**Aim:** In the listing below, count the lines that contain the string "green", matching case exactly. Reply with the number only.

[Excerpts from labeled region data]
# # # #
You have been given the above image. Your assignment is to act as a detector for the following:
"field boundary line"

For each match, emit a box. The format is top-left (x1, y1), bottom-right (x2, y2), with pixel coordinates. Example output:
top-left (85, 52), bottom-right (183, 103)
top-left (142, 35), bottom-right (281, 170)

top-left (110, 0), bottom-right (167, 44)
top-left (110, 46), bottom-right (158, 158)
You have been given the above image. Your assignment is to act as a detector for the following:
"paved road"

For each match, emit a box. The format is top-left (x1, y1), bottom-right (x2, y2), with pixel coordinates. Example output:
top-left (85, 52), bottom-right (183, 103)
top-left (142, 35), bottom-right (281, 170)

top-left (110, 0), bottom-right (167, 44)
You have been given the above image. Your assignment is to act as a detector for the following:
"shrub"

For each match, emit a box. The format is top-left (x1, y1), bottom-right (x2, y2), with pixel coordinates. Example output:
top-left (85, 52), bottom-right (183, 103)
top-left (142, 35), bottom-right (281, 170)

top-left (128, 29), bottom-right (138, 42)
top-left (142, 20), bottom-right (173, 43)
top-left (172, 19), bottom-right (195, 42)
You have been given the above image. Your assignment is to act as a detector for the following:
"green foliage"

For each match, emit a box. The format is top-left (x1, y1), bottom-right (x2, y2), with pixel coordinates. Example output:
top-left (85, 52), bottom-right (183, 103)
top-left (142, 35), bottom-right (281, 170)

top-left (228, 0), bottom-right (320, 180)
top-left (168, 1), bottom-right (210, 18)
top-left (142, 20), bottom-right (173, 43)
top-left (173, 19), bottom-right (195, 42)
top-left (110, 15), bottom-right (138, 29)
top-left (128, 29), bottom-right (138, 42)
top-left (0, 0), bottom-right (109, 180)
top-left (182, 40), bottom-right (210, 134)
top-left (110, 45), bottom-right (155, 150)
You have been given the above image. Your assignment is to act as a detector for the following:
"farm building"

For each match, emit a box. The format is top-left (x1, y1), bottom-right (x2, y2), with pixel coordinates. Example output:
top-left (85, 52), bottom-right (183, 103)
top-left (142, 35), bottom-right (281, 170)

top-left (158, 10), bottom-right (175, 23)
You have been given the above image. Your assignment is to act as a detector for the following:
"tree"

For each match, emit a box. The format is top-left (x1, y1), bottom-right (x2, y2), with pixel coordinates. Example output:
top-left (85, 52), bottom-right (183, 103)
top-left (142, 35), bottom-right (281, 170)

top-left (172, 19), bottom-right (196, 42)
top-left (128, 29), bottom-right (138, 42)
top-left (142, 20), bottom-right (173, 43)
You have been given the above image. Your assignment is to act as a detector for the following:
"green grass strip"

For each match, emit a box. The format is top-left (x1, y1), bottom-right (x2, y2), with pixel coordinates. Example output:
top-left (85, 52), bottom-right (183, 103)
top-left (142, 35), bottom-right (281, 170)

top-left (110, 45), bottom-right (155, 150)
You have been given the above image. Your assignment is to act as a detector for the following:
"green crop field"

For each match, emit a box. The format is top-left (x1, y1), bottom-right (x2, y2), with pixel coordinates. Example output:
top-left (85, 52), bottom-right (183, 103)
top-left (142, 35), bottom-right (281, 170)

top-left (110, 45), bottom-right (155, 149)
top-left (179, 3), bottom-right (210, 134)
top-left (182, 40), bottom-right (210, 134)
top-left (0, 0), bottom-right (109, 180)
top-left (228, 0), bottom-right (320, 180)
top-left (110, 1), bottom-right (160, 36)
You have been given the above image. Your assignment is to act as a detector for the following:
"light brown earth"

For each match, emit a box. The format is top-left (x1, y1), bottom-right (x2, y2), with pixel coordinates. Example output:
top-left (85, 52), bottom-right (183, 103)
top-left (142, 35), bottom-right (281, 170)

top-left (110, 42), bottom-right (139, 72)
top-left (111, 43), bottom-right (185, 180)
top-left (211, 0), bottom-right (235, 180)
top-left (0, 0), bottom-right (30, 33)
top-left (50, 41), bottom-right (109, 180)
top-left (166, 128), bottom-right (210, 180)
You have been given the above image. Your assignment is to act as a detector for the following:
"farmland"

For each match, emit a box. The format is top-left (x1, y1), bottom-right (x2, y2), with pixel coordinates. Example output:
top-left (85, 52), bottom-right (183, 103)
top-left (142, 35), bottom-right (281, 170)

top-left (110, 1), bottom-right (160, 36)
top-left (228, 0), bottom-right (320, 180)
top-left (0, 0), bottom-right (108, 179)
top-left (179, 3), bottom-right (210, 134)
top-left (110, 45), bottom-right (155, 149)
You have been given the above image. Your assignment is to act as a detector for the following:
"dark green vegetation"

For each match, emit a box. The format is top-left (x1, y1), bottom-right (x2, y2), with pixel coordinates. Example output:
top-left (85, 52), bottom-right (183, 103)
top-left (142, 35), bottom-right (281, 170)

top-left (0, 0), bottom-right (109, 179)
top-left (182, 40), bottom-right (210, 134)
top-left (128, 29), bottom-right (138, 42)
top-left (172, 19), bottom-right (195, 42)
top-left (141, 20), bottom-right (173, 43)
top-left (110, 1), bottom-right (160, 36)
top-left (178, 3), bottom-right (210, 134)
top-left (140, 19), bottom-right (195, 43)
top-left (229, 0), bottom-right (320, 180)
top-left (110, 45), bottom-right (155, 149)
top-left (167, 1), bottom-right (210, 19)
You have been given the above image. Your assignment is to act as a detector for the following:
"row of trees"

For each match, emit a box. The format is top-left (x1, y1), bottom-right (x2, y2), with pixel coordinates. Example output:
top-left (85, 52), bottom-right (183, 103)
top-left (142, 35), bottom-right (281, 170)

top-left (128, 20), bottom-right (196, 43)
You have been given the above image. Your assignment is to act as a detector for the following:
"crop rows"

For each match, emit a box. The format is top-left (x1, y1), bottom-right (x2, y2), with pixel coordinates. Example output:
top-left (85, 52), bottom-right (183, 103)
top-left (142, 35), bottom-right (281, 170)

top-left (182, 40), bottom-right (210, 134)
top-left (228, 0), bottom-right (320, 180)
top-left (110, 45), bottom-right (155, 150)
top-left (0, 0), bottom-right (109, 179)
# # # #
**Reply to the exercise:** 4